### EXERCISE PROMPT:
Every line from the one containing "[tag] person's raised" to the final line of the material below must be reproduced exactly; leave out all other lines.

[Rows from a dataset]
-- Start --

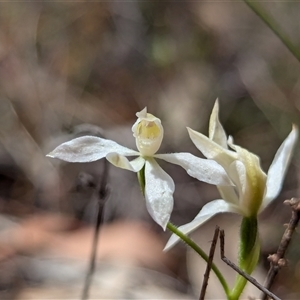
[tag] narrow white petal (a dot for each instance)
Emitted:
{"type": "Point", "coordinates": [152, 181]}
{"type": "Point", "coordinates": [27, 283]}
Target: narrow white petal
{"type": "Point", "coordinates": [279, 167]}
{"type": "Point", "coordinates": [122, 162]}
{"type": "Point", "coordinates": [203, 169]}
{"type": "Point", "coordinates": [207, 212]}
{"type": "Point", "coordinates": [237, 173]}
{"type": "Point", "coordinates": [216, 130]}
{"type": "Point", "coordinates": [88, 149]}
{"type": "Point", "coordinates": [159, 191]}
{"type": "Point", "coordinates": [212, 150]}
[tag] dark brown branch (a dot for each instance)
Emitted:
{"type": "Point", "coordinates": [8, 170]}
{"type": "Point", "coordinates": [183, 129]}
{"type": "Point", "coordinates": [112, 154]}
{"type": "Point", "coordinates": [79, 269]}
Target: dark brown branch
{"type": "Point", "coordinates": [277, 260]}
{"type": "Point", "coordinates": [242, 273]}
{"type": "Point", "coordinates": [209, 263]}
{"type": "Point", "coordinates": [102, 192]}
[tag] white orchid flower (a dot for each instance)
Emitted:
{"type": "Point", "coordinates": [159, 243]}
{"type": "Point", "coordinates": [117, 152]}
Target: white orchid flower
{"type": "Point", "coordinates": [253, 190]}
{"type": "Point", "coordinates": [159, 186]}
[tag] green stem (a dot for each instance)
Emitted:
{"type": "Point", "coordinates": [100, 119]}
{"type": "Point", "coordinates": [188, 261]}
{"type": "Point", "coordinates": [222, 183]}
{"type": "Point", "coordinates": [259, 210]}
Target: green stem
{"type": "Point", "coordinates": [273, 25]}
{"type": "Point", "coordinates": [195, 247]}
{"type": "Point", "coordinates": [248, 254]}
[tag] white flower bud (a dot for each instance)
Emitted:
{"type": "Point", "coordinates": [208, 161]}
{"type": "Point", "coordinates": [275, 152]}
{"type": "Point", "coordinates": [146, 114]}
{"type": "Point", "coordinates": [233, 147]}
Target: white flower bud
{"type": "Point", "coordinates": [148, 133]}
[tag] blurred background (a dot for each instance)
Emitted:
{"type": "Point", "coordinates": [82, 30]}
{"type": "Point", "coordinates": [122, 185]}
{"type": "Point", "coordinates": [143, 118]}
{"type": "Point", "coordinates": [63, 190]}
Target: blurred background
{"type": "Point", "coordinates": [69, 69]}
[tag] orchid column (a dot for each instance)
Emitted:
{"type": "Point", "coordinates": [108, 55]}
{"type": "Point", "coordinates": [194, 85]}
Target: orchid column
{"type": "Point", "coordinates": [158, 187]}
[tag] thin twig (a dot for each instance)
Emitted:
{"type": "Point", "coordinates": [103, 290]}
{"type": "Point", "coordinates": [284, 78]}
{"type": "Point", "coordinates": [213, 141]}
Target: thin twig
{"type": "Point", "coordinates": [274, 26]}
{"type": "Point", "coordinates": [209, 263]}
{"type": "Point", "coordinates": [238, 270]}
{"type": "Point", "coordinates": [102, 196]}
{"type": "Point", "coordinates": [277, 260]}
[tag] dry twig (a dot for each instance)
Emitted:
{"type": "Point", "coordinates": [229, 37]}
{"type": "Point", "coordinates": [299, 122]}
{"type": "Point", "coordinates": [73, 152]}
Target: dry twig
{"type": "Point", "coordinates": [242, 273]}
{"type": "Point", "coordinates": [102, 192]}
{"type": "Point", "coordinates": [277, 260]}
{"type": "Point", "coordinates": [209, 263]}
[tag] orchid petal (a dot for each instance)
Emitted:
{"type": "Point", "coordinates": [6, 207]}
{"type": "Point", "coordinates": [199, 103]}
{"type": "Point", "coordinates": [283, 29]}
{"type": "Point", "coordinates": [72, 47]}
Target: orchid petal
{"type": "Point", "coordinates": [88, 149]}
{"type": "Point", "coordinates": [229, 194]}
{"type": "Point", "coordinates": [122, 162]}
{"type": "Point", "coordinates": [212, 150]}
{"type": "Point", "coordinates": [216, 130]}
{"type": "Point", "coordinates": [203, 169]}
{"type": "Point", "coordinates": [159, 191]}
{"type": "Point", "coordinates": [207, 212]}
{"type": "Point", "coordinates": [279, 167]}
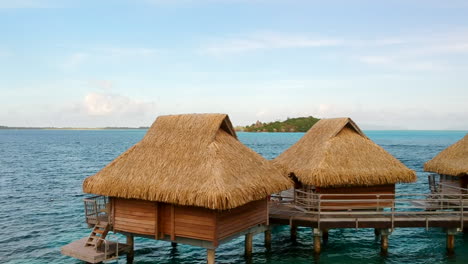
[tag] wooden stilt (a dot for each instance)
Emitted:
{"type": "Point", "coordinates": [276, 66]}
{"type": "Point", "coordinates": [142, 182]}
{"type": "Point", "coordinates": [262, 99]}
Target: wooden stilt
{"type": "Point", "coordinates": [317, 235]}
{"type": "Point", "coordinates": [325, 235]}
{"type": "Point", "coordinates": [130, 254]}
{"type": "Point", "coordinates": [451, 239]}
{"type": "Point", "coordinates": [384, 244]}
{"type": "Point", "coordinates": [248, 244]}
{"type": "Point", "coordinates": [450, 242]}
{"type": "Point", "coordinates": [268, 239]}
{"type": "Point", "coordinates": [293, 232]}
{"type": "Point", "coordinates": [210, 256]}
{"type": "Point", "coordinates": [384, 233]}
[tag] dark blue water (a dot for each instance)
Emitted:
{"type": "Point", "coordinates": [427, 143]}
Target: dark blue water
{"type": "Point", "coordinates": [41, 206]}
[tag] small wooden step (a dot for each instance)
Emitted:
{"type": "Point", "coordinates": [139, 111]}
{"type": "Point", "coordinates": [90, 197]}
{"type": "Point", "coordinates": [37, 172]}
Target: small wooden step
{"type": "Point", "coordinates": [102, 224]}
{"type": "Point", "coordinates": [99, 231]}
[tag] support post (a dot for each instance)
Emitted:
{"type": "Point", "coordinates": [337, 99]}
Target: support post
{"type": "Point", "coordinates": [451, 239]}
{"type": "Point", "coordinates": [248, 245]}
{"type": "Point", "coordinates": [317, 235]}
{"type": "Point", "coordinates": [325, 235]}
{"type": "Point", "coordinates": [293, 232]}
{"type": "Point", "coordinates": [210, 256]}
{"type": "Point", "coordinates": [384, 233]}
{"type": "Point", "coordinates": [376, 232]}
{"type": "Point", "coordinates": [130, 254]}
{"type": "Point", "coordinates": [268, 239]}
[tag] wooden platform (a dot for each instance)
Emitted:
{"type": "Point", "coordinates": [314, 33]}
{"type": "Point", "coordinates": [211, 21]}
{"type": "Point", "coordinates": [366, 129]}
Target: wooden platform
{"type": "Point", "coordinates": [78, 250]}
{"type": "Point", "coordinates": [287, 215]}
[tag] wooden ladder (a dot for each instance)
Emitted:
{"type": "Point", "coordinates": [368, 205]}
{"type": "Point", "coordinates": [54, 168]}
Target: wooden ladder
{"type": "Point", "coordinates": [98, 234]}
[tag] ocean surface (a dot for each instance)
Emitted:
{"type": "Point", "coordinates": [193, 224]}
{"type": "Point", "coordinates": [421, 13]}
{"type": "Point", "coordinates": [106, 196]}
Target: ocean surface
{"type": "Point", "coordinates": [41, 207]}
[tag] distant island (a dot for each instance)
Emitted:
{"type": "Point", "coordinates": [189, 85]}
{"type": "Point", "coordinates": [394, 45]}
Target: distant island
{"type": "Point", "coordinates": [298, 124]}
{"type": "Point", "coordinates": [72, 128]}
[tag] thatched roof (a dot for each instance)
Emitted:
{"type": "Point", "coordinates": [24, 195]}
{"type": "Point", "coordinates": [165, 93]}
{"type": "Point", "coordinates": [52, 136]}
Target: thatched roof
{"type": "Point", "coordinates": [335, 152]}
{"type": "Point", "coordinates": [452, 160]}
{"type": "Point", "coordinates": [192, 159]}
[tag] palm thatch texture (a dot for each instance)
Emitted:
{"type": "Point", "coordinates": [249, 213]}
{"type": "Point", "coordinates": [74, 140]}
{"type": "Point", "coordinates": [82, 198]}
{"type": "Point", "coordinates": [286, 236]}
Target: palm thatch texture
{"type": "Point", "coordinates": [336, 153]}
{"type": "Point", "coordinates": [192, 159]}
{"type": "Point", "coordinates": [451, 161]}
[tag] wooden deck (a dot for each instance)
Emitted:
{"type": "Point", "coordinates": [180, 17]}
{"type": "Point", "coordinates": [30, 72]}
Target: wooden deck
{"type": "Point", "coordinates": [289, 215]}
{"type": "Point", "coordinates": [78, 250]}
{"type": "Point", "coordinates": [350, 211]}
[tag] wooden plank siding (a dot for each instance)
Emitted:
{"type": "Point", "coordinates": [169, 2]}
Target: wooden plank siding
{"type": "Point", "coordinates": [238, 219]}
{"type": "Point", "coordinates": [162, 219]}
{"type": "Point", "coordinates": [195, 222]}
{"type": "Point", "coordinates": [134, 216]}
{"type": "Point", "coordinates": [387, 190]}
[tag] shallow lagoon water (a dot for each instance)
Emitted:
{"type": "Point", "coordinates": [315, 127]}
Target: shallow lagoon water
{"type": "Point", "coordinates": [41, 206]}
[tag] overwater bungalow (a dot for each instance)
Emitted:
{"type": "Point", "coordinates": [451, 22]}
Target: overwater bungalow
{"type": "Point", "coordinates": [336, 167]}
{"type": "Point", "coordinates": [189, 180]}
{"type": "Point", "coordinates": [336, 157]}
{"type": "Point", "coordinates": [451, 165]}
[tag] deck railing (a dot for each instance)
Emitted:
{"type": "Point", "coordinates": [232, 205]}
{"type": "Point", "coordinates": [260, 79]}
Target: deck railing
{"type": "Point", "coordinates": [96, 208]}
{"type": "Point", "coordinates": [385, 207]}
{"type": "Point", "coordinates": [438, 187]}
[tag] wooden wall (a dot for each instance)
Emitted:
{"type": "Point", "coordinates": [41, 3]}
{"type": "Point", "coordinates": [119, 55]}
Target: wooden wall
{"type": "Point", "coordinates": [453, 181]}
{"type": "Point", "coordinates": [238, 219]}
{"type": "Point", "coordinates": [134, 216]}
{"type": "Point", "coordinates": [373, 191]}
{"type": "Point", "coordinates": [161, 219]}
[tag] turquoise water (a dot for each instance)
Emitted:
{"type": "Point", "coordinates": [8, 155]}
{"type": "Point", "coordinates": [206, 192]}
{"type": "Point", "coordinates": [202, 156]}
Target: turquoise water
{"type": "Point", "coordinates": [41, 206]}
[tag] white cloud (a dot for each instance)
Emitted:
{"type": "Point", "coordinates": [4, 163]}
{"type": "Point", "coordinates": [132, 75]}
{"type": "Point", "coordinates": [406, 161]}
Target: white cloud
{"type": "Point", "coordinates": [106, 104]}
{"type": "Point", "coordinates": [261, 41]}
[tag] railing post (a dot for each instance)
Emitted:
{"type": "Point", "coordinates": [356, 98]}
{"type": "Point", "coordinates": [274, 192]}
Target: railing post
{"type": "Point", "coordinates": [393, 214]}
{"type": "Point", "coordinates": [378, 202]}
{"type": "Point", "coordinates": [461, 211]}
{"type": "Point", "coordinates": [319, 211]}
{"type": "Point", "coordinates": [95, 210]}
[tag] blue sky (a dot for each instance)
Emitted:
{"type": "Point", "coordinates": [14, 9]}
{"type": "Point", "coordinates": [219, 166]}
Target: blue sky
{"type": "Point", "coordinates": [386, 64]}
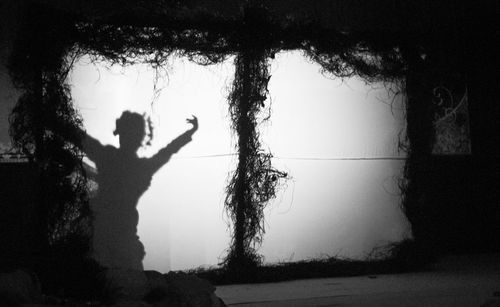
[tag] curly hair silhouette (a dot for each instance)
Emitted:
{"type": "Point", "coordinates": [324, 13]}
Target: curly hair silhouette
{"type": "Point", "coordinates": [122, 178]}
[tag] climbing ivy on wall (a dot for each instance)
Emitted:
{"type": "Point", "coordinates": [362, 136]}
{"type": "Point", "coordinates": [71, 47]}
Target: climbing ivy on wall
{"type": "Point", "coordinates": [45, 125]}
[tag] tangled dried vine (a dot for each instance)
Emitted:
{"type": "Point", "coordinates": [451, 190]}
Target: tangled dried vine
{"type": "Point", "coordinates": [46, 126]}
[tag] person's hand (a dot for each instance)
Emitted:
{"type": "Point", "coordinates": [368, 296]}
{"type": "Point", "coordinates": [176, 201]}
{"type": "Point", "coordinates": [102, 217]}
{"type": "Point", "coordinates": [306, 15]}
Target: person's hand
{"type": "Point", "coordinates": [193, 121]}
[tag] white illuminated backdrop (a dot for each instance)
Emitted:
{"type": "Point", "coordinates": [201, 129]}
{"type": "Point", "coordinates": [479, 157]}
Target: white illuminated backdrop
{"type": "Point", "coordinates": [329, 207]}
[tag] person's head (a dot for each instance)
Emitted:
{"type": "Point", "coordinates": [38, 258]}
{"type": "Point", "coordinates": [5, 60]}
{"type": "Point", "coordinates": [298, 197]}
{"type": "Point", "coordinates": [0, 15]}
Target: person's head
{"type": "Point", "coordinates": [131, 128]}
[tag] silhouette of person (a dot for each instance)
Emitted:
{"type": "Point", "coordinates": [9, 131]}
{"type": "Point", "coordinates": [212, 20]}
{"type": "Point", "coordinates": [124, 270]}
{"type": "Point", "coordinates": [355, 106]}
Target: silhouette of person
{"type": "Point", "coordinates": [122, 178]}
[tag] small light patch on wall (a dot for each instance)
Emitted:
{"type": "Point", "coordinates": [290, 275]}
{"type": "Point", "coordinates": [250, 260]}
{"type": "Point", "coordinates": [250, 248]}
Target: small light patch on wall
{"type": "Point", "coordinates": [451, 120]}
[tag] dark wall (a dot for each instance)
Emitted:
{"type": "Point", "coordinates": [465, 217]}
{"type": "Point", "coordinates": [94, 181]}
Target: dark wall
{"type": "Point", "coordinates": [18, 191]}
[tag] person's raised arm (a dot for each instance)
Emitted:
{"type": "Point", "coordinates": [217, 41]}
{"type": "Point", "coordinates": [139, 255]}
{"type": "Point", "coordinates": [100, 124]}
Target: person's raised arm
{"type": "Point", "coordinates": [164, 155]}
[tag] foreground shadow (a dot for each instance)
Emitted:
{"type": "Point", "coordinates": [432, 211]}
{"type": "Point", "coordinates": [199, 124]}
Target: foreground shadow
{"type": "Point", "coordinates": [122, 178]}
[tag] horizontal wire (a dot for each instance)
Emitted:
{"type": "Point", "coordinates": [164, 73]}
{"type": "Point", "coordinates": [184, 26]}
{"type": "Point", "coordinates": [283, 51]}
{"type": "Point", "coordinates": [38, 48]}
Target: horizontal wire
{"type": "Point", "coordinates": [299, 158]}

-- End --

### WRITTEN ANSWER:
[tag] person's raised arm (a dot for each instance)
Emitted:
{"type": "Point", "coordinates": [217, 41]}
{"type": "Point", "coordinates": [139, 255]}
{"type": "Point", "coordinates": [100, 124]}
Target: person's raised arm
{"type": "Point", "coordinates": [164, 155]}
[tag] foreground shadow (a dot for each instance)
Emitted:
{"type": "Point", "coordinates": [432, 211]}
{"type": "Point", "coordinates": [199, 124]}
Target: foreground shadow
{"type": "Point", "coordinates": [122, 178]}
[tag] horizontal wire (a dot for each instance)
Emitted:
{"type": "Point", "coordinates": [164, 73]}
{"type": "Point", "coordinates": [184, 26]}
{"type": "Point", "coordinates": [283, 51]}
{"type": "Point", "coordinates": [38, 48]}
Target: horizontal wire
{"type": "Point", "coordinates": [299, 158]}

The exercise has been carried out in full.